Supplied information:
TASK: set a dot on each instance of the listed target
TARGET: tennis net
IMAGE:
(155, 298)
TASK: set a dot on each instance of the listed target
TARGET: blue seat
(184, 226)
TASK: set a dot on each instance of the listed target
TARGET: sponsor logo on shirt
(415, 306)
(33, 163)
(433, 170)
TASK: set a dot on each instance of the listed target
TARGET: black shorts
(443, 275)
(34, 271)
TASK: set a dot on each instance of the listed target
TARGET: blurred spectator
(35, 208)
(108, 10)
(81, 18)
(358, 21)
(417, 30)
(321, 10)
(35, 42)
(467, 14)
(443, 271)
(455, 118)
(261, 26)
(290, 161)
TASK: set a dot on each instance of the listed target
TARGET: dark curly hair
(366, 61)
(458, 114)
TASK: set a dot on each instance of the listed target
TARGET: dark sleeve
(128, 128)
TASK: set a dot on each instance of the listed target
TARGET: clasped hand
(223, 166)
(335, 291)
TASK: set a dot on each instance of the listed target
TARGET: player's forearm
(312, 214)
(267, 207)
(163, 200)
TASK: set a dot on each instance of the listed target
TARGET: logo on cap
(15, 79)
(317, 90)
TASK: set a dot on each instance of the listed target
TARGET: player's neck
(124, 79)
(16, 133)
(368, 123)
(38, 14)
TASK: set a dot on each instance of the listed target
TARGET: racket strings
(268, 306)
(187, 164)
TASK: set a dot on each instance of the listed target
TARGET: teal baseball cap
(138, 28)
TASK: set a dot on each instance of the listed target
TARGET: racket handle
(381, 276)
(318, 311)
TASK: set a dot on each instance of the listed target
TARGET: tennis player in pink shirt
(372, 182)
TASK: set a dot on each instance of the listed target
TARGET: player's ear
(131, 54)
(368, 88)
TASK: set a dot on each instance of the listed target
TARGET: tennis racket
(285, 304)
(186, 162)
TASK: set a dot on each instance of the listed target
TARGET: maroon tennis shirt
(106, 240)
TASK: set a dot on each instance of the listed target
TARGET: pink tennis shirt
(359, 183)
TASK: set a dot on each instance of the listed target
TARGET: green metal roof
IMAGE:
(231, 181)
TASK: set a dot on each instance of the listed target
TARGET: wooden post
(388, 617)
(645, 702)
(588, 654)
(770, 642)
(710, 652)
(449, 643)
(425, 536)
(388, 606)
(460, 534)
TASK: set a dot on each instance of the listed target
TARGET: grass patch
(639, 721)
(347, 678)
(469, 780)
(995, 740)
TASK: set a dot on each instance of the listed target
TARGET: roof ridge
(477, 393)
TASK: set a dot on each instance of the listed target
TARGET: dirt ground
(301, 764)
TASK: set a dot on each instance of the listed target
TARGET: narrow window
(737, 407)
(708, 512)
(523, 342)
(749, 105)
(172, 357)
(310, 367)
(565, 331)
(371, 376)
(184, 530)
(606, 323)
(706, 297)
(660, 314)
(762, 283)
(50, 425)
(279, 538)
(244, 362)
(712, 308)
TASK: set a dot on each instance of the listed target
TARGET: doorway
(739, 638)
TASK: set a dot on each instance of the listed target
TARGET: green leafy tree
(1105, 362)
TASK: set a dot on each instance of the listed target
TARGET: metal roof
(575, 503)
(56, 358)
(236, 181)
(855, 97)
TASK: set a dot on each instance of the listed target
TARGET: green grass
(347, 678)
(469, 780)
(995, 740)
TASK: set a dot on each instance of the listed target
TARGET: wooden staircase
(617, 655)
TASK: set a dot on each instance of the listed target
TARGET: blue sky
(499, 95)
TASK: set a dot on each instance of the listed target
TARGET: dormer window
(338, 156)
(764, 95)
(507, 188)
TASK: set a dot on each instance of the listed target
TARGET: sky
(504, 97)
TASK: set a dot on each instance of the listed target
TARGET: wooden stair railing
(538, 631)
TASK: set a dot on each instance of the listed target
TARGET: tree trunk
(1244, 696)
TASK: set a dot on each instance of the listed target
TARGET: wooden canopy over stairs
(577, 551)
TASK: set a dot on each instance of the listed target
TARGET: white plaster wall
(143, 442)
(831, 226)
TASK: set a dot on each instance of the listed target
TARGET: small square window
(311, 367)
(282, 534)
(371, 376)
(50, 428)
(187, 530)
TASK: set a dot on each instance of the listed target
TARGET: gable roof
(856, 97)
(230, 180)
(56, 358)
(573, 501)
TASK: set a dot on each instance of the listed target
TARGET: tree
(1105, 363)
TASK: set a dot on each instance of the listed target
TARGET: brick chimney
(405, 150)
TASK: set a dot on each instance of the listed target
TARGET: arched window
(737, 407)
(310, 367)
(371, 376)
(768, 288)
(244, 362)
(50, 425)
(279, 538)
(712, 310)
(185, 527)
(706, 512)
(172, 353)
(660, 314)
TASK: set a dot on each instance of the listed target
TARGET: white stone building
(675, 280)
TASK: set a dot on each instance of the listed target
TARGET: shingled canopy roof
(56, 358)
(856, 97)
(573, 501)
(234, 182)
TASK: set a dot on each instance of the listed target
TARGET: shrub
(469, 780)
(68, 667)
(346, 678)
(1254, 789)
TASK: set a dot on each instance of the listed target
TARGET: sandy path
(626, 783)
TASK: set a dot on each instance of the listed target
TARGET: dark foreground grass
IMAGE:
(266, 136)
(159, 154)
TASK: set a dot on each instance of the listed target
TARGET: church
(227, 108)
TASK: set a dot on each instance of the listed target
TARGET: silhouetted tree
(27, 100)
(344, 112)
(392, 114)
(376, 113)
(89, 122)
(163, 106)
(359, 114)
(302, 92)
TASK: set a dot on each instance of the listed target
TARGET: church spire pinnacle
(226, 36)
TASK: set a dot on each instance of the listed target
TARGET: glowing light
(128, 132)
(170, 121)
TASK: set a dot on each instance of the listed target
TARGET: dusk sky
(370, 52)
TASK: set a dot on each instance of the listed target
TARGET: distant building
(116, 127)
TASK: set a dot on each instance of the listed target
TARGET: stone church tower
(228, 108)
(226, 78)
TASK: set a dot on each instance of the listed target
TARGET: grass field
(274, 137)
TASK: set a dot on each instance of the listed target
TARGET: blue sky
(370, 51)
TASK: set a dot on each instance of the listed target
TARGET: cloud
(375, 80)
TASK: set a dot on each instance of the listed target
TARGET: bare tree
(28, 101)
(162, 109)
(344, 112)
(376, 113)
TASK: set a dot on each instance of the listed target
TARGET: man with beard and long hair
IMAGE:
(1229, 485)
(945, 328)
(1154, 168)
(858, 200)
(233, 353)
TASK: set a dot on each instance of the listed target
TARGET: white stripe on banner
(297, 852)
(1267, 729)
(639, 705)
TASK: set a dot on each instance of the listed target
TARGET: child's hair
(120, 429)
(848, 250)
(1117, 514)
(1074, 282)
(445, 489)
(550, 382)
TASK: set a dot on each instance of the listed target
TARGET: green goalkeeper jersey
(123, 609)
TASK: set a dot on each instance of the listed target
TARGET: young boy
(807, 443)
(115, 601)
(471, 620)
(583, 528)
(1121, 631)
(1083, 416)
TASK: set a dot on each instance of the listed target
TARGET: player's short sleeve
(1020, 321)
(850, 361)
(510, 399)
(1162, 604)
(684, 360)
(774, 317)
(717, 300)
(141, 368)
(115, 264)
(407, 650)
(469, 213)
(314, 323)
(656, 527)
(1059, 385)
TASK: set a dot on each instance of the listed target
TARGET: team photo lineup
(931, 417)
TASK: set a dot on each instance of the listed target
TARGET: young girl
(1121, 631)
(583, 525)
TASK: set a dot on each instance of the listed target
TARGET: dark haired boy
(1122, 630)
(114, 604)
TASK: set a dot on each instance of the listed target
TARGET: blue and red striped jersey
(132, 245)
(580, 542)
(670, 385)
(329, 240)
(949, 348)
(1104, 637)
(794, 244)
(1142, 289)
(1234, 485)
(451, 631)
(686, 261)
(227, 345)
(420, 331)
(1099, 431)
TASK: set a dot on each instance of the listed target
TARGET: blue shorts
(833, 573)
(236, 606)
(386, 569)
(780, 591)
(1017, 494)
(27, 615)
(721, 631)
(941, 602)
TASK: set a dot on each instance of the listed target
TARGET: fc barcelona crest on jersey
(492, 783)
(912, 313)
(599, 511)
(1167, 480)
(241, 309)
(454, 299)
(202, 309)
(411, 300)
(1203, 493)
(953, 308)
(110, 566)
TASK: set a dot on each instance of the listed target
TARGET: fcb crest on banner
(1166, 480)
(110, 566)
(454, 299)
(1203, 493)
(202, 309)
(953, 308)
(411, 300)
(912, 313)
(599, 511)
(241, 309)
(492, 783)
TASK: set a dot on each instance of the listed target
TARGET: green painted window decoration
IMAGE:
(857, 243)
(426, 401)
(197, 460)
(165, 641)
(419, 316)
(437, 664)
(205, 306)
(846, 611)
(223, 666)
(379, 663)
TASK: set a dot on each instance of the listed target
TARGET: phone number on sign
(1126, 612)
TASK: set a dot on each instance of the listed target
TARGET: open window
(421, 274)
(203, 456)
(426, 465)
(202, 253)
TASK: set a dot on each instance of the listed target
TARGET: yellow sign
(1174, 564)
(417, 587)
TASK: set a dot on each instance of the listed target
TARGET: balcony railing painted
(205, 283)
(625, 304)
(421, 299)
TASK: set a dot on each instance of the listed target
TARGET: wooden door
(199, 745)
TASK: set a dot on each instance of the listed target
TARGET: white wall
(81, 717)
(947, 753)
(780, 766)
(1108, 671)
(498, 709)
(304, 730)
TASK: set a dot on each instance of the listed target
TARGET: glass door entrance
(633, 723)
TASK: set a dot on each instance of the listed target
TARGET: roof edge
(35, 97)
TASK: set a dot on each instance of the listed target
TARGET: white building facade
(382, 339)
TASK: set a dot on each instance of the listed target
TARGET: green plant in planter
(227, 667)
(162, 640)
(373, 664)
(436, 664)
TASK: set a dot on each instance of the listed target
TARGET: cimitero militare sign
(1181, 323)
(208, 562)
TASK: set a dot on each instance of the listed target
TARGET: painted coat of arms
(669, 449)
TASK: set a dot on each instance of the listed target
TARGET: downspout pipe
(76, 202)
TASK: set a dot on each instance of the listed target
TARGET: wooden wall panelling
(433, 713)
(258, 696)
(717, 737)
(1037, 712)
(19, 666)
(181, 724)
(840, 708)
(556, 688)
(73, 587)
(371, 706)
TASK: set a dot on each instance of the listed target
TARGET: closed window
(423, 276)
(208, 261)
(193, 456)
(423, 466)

Challenge:
Collect every line of the rows above that contains the string "stone", and list each one.

Exercise result:
TARGET: white stone building
TARGET: stone church tower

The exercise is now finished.